▶ [What the exercise asks]
Please rewrite the data below, replacing "thickest" with "widest" and changing nothing else. Leave the pictures out of your version.

▶ [The input]

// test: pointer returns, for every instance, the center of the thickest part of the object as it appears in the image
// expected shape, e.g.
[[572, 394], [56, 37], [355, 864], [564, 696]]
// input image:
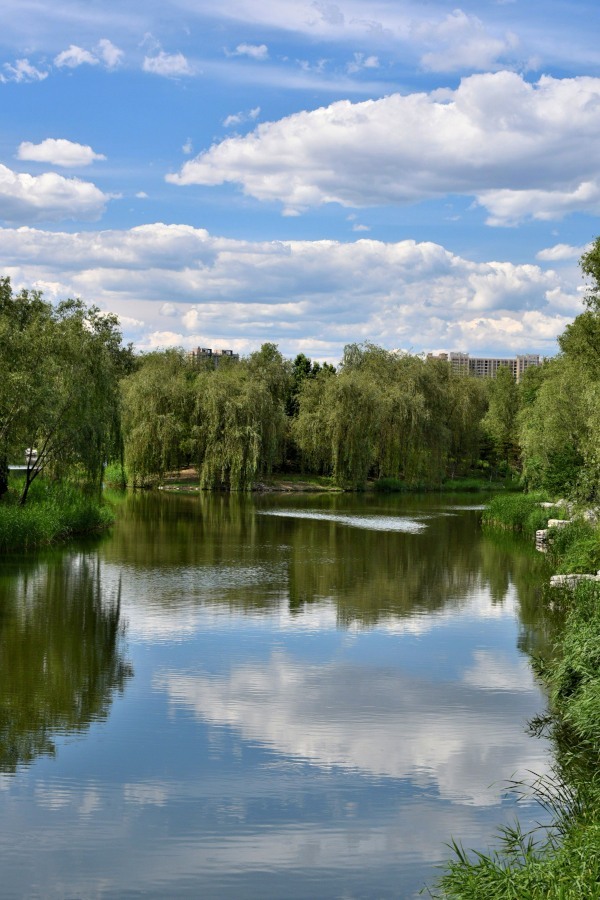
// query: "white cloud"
[[239, 118], [313, 296], [461, 41], [74, 57], [254, 51], [21, 72], [314, 713], [520, 149], [105, 53], [170, 65], [361, 61], [26, 199], [58, 152], [111, 55], [560, 252]]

▶ [Written answer]
// test: pointer returns, for every instance, the center of the widest part of the object as it appears in the image
// expected shape, e.g.
[[572, 394], [56, 37], [355, 864], [564, 696]]
// input image:
// query: "white cloud"
[[239, 118], [313, 296], [461, 41], [74, 57], [254, 51], [21, 72], [314, 713], [520, 149], [105, 53], [170, 65], [361, 61], [26, 199], [58, 152], [111, 55], [560, 252]]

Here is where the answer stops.